_Page extract_
Emiratesvoice, emirates voice

Emiratesvoice, emirates voice US asks banks to keep more cash at hand

Washington - AFP

The US Federal Reserve on Tuesday moved to toughen capital requirements for the country's largest banks, saying their size and stretch could threaten the overall financial system. The Fed said it was preparing to implement new capital and liquidity rules outlined by an international banking pact on nearly three-dozen banks with assets over $50 billion. Rebuffing resistance from some of the country's most powerful financiers, the Fed said it would apply the extra-tough standards of the Basel III pact on 29 "globally systemically important banks." That could mean even tougher standards for the eight American banks and bank holding companies on that list: Bank of America, BNY Mellon, Citigroup, Goldman Sachs, JPMorgan Chase, State Street and Wells Fargo. "The recent financial crisis showed that some financial companies had grown so large, leveraged, and interconnected that their failure could pose a threat to overall financial stability," the Fed said in a statement. The central bank said it was formally proposing a package of reforms for strengthening regulation and supervision for all of the banks and non-bank financial institutions with assets more than $50 billion, as mandated in the post-crisis reforms of the so-called Dodd-Frank legislation. The package includes tougher requirements on capital, leveraging and liquidity, and mandatory annual stress tests. They would also limit a bank's exposure to a single borrower or trading counterparty. The Fed said it would supplement its own capital and liquidity requirements with the Basel standards for the largest banks. Those standards require all banks to build a base of Tier 1 or top-quality capital of 7.0 percent of total risk-weighted assets by 2019. But the largest, systemically important financial institutions, would have to add capital buffers of as much as 2.5 percent -- with the buffer requirement increasing with the size of the institution. That could hit JPMorgan and Bank of America hardest, and JPMorgan chief executive Jamie Dimon has pressed the government in recent months to reject the Basel III standards. But while not committing precisely to the Basel standard, Federal Reserve officials said Tuesday that the new US rules would be applied without any significant deviation. The Fed said in would move to implement the new rules after a three-month period for the industry to make comments on them.

_The records_
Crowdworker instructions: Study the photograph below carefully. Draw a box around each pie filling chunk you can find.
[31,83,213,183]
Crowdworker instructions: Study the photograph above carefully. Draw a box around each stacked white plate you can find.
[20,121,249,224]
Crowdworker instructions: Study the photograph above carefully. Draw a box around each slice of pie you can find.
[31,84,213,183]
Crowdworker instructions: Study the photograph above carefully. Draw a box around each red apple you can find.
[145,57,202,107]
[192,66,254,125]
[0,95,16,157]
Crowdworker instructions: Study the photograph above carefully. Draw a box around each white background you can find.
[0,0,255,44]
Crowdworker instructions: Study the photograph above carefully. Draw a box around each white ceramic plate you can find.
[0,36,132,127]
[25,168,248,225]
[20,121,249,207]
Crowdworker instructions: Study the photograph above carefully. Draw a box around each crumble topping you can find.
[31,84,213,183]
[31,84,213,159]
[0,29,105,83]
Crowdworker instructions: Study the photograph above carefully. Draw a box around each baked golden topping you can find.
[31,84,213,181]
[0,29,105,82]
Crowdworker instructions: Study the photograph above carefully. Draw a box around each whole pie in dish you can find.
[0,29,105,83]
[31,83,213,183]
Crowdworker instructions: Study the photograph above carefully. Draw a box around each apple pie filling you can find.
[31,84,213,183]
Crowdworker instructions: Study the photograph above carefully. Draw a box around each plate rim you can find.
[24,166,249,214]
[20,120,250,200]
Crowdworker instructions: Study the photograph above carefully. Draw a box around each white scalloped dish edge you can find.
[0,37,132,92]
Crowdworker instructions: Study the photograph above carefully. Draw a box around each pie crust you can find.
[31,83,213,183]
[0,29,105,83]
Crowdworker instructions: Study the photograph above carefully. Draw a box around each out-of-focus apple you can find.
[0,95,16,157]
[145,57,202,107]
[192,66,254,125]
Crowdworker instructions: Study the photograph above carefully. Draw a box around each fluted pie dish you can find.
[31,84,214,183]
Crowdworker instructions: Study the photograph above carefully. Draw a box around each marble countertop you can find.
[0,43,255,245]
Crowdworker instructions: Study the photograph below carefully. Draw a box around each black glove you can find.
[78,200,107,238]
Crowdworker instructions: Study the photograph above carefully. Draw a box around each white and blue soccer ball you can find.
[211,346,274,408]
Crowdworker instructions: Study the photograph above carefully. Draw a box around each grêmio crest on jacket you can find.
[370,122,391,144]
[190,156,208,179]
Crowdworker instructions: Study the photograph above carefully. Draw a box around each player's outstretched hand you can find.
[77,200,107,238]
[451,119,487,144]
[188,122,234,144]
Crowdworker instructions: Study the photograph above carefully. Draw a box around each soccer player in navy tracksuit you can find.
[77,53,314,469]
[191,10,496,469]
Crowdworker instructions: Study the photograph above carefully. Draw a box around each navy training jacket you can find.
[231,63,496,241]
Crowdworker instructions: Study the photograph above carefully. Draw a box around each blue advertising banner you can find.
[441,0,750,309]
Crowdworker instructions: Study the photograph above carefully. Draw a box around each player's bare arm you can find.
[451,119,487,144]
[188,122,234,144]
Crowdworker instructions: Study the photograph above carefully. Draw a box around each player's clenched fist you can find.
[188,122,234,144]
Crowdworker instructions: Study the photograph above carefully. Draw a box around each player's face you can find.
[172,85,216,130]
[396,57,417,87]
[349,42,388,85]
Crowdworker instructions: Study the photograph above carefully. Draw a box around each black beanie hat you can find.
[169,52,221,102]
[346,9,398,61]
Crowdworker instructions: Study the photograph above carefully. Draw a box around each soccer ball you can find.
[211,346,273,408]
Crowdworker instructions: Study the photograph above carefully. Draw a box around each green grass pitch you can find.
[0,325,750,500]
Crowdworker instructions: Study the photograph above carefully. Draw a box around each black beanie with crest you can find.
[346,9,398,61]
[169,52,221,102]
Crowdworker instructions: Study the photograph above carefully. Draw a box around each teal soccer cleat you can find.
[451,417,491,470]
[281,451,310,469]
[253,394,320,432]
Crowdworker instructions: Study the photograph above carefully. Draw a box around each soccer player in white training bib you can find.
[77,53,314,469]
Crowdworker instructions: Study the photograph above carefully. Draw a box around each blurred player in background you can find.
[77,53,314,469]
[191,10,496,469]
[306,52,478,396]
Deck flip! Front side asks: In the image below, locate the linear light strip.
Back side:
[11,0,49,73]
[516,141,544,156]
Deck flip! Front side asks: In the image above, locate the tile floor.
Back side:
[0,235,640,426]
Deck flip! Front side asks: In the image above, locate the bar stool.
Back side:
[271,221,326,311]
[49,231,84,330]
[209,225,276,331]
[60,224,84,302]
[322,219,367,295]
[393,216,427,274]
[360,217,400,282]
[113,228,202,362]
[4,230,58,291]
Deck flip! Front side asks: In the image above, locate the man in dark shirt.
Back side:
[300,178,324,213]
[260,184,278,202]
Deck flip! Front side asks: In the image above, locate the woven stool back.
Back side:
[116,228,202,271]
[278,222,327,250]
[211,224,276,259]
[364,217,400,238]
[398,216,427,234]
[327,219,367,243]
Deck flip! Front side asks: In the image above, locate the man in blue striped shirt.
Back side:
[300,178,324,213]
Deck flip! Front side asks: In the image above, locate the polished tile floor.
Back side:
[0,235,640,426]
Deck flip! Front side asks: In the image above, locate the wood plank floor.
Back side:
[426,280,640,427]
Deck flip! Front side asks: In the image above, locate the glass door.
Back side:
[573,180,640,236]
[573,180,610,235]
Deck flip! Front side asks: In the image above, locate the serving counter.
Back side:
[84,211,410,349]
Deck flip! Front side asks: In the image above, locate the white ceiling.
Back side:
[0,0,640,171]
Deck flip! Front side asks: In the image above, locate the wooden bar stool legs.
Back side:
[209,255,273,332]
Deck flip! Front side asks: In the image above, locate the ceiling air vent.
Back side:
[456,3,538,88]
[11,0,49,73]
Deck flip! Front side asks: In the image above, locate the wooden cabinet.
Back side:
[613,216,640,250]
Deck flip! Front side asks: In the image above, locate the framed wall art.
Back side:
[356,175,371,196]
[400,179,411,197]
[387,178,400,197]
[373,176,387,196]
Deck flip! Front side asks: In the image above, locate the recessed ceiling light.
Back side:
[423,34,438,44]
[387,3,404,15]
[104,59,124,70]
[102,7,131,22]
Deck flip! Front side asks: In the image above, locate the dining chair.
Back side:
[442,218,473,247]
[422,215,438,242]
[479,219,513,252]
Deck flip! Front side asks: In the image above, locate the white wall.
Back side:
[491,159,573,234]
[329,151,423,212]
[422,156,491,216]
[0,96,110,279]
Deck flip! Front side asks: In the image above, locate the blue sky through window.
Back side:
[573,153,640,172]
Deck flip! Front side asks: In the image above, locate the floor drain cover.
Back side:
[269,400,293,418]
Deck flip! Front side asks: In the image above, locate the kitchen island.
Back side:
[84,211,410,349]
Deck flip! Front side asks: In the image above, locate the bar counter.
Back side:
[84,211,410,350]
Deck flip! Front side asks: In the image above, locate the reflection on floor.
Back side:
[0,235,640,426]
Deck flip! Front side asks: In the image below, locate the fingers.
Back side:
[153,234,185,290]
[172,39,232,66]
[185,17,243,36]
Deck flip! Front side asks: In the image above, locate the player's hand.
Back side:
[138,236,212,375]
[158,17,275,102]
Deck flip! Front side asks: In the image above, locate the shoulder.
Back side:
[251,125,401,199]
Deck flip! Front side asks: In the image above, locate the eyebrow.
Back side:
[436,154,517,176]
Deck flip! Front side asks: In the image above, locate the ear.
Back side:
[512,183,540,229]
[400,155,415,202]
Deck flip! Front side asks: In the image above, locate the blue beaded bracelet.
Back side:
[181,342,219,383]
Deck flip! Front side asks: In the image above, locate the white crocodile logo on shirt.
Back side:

_Requirements_
1. Decide whether each statement below agrees with the article on bank capital rules. Answer yes or no, and quote the deciding words of the article. (a) The Fed said it would apply the Basel III standards to 29 globally systemically important banks. (b) The Basel standards require Tier 1 capital of 7.0 percent of total risk-weighted assets by 2015. (c) The industry would have six months to comment on the new rules.
2. Update the rows running from the one containing "locate the ear." down to the one containing "[181,342,219,383]" by changing "Back side" to "Answer side". Leave everything else in those rows unchanged.

_Solutions by task_
1.
(a) Yes: "apply the extra-tough standards of the Basel III pact on 29"
(b) No: "of 7.0 percent of total risk-weighted assets by 2019"
(c) No: "after a three-month period for the industry to make comments on them"

2.
Deck flip! Front side asks: In the image above, locate the ear.
Answer side:
[512,183,540,229]
[400,155,415,202]
Deck flip! Front side asks: In the image above, locate the blue beaded bracelet.
Answer side:
[181,342,219,383]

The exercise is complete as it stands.